Count the lines in the material below that contain the word "office", with case counting, and give only that number.
━━━━━━━━━━━━━━━━
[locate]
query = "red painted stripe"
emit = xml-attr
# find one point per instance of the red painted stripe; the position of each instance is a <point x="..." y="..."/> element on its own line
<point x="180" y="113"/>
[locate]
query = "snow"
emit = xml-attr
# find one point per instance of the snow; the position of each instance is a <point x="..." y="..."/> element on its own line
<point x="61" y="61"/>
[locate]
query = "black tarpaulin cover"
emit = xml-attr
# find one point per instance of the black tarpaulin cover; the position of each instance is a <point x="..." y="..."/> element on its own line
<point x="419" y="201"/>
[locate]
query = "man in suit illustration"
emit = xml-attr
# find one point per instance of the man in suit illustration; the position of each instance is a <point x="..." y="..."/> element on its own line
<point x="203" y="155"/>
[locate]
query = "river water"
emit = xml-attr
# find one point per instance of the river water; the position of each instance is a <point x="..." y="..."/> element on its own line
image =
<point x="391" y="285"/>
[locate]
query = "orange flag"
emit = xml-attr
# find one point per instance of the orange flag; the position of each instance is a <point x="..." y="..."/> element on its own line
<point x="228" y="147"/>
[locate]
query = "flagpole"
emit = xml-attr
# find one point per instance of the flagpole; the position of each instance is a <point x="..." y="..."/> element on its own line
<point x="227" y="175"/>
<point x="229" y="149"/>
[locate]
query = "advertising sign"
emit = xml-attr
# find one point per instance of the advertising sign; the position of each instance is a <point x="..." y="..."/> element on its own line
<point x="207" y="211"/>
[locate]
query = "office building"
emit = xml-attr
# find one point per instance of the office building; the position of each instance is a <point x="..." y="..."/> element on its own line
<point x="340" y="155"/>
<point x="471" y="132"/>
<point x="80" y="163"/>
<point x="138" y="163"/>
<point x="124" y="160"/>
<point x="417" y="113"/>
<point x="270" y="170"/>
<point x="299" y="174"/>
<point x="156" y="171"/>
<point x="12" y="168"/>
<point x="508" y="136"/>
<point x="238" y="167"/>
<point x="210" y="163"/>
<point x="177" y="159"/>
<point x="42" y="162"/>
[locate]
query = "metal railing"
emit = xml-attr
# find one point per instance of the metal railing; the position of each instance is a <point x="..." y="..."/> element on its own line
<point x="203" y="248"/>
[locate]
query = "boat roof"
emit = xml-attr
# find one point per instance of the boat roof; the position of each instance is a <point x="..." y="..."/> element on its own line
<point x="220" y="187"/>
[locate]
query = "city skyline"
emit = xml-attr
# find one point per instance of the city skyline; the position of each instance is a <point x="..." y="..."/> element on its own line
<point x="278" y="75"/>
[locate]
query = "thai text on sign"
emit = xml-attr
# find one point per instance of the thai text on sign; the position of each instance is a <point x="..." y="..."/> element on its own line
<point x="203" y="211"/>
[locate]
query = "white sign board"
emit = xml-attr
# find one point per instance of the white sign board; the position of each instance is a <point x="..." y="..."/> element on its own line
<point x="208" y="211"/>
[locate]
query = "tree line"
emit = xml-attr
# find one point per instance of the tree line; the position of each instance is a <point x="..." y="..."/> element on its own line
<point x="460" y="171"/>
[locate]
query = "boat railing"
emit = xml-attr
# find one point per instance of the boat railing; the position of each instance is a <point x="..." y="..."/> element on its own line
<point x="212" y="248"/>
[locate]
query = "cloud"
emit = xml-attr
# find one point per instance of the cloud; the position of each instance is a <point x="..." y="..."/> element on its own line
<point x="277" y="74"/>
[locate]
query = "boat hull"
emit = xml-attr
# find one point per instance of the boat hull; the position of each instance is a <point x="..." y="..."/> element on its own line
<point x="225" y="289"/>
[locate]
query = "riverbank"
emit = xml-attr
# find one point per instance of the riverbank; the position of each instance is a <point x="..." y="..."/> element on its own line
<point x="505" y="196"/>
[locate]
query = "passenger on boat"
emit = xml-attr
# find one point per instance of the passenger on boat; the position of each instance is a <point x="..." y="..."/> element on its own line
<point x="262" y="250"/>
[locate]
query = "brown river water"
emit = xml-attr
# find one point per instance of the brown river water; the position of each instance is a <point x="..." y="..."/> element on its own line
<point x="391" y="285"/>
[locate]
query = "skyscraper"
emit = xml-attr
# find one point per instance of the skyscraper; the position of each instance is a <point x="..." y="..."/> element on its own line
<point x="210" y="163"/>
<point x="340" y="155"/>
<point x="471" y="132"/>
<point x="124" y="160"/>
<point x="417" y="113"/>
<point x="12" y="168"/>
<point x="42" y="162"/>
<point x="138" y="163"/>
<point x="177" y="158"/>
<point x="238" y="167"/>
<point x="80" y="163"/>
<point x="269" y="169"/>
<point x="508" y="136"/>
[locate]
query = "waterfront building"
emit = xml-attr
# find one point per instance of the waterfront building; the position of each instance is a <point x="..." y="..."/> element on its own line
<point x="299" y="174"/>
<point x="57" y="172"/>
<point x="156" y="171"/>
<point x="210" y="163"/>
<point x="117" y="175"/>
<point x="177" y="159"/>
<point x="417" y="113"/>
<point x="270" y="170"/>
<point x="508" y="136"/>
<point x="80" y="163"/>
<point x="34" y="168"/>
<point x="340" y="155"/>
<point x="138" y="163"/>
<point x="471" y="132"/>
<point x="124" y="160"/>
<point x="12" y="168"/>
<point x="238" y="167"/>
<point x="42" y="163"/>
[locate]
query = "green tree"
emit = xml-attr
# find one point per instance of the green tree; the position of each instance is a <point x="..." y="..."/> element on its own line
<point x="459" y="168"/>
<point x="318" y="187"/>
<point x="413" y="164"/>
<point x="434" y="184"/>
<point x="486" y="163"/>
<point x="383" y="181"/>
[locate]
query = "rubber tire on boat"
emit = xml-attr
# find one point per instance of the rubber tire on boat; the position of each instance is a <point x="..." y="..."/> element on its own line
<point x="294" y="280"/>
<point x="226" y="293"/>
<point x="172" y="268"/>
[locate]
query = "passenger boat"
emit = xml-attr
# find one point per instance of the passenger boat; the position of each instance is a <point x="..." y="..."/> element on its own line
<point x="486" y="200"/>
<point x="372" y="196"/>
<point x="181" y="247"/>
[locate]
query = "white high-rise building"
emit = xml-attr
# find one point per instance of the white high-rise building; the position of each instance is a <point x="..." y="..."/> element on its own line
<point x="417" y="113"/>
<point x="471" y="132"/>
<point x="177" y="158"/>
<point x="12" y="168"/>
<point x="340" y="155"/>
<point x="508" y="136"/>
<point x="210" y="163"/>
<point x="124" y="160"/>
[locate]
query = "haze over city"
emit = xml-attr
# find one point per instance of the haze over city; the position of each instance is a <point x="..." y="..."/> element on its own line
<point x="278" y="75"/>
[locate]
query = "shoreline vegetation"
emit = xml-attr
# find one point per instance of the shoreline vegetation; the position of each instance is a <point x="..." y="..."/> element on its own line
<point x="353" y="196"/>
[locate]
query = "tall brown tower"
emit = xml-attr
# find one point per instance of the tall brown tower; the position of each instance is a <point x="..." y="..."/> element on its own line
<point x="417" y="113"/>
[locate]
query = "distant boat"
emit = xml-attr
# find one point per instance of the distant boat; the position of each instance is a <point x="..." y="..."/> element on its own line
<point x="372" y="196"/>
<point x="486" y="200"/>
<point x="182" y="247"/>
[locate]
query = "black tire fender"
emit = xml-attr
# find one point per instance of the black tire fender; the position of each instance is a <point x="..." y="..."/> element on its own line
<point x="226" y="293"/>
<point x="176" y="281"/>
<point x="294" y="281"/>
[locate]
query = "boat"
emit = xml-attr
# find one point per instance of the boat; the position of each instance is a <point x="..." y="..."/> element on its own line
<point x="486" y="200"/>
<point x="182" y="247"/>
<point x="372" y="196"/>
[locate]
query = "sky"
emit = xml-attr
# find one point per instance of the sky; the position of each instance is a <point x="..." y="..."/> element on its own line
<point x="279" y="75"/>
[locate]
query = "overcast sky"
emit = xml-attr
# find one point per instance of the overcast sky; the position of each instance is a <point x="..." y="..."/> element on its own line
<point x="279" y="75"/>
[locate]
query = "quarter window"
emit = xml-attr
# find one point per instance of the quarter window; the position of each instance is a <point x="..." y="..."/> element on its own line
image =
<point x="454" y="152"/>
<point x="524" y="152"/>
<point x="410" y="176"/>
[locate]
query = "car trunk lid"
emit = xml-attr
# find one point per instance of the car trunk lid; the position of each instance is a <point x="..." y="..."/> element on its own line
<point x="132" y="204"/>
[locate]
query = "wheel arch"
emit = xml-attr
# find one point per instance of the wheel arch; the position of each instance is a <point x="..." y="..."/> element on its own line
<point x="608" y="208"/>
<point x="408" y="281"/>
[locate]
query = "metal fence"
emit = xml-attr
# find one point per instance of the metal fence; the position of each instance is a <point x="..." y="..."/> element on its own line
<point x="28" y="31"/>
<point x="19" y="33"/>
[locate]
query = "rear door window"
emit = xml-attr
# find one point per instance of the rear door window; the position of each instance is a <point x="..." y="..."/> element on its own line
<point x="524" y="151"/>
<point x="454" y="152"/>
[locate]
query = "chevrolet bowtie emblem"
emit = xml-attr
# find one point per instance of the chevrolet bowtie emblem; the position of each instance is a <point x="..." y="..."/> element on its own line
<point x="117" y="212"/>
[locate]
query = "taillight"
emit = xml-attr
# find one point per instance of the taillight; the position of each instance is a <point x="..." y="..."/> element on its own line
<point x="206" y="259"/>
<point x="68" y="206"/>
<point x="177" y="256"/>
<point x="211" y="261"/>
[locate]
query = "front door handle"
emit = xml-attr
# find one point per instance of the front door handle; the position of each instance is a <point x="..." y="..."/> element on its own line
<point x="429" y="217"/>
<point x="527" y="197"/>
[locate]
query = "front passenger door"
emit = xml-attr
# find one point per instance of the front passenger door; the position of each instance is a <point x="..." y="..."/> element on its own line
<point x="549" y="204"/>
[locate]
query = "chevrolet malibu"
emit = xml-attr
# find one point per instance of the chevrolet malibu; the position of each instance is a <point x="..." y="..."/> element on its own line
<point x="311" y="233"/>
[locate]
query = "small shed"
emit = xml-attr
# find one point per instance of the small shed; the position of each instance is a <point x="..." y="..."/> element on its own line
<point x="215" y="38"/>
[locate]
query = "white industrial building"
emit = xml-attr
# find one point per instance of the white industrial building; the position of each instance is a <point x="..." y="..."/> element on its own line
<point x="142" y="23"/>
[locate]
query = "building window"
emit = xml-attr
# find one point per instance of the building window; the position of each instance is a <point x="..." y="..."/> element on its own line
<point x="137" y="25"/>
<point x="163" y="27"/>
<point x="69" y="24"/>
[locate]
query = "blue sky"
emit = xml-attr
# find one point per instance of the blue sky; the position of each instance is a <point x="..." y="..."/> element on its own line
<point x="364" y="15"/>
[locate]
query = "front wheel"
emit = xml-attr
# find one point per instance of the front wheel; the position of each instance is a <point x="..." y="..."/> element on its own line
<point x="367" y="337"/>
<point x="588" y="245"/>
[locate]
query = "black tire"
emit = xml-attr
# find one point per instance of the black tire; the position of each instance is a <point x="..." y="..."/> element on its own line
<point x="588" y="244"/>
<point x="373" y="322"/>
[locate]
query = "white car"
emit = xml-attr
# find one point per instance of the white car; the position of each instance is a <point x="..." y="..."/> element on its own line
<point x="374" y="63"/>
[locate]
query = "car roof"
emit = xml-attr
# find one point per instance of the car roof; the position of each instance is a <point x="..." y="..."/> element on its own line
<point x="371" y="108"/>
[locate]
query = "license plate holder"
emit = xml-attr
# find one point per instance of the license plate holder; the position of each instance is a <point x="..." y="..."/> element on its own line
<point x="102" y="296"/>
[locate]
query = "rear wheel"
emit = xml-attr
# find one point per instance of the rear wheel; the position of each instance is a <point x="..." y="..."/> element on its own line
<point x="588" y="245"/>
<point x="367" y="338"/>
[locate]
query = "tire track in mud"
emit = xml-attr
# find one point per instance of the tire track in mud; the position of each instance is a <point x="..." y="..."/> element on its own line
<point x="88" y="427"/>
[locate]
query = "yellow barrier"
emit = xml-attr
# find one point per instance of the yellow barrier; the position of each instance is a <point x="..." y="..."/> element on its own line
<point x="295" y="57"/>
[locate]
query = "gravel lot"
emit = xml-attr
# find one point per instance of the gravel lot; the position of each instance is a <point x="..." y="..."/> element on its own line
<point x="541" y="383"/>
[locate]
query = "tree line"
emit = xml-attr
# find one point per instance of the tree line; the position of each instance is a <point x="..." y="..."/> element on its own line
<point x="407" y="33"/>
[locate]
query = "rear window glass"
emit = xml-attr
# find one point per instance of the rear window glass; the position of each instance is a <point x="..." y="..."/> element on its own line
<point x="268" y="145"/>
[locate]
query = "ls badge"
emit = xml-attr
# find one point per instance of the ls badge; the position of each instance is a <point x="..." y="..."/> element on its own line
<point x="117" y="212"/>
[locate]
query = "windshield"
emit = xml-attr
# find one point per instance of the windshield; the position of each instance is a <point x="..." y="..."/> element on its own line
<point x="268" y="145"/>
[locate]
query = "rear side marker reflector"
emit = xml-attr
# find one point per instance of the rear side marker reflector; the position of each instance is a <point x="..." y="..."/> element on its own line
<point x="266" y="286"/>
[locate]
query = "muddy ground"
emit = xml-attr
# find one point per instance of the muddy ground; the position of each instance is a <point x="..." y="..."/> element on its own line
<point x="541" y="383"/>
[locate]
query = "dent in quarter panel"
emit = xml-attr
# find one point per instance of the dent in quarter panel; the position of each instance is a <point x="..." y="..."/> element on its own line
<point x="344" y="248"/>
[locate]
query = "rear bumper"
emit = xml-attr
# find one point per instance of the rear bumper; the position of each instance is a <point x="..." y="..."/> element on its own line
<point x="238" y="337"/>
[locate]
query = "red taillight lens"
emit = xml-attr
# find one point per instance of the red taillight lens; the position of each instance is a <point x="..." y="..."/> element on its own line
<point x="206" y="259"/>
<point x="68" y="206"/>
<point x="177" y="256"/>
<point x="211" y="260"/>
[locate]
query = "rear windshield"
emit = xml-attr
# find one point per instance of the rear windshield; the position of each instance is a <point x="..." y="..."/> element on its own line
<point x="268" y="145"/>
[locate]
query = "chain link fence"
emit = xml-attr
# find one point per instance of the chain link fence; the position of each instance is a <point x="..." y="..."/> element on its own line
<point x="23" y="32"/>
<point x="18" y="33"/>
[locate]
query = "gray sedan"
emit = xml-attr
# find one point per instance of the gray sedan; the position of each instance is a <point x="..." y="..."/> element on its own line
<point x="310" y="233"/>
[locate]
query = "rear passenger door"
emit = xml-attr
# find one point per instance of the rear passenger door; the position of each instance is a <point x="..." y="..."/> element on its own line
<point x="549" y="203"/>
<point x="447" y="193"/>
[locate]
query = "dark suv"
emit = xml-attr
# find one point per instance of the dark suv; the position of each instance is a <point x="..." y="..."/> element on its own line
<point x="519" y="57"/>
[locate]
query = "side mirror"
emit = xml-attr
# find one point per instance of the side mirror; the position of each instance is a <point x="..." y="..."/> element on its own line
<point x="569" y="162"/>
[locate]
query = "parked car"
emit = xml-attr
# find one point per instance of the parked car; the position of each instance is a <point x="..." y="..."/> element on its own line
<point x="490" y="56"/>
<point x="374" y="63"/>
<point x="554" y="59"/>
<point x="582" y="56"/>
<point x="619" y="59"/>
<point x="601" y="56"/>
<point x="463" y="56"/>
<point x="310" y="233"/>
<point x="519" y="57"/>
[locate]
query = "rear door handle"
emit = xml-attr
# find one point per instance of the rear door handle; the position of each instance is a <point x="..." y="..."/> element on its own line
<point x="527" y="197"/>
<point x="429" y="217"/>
━━━━━━━━━━━━━━━━
→ ANSWER FOR THIS EXERCISE: 2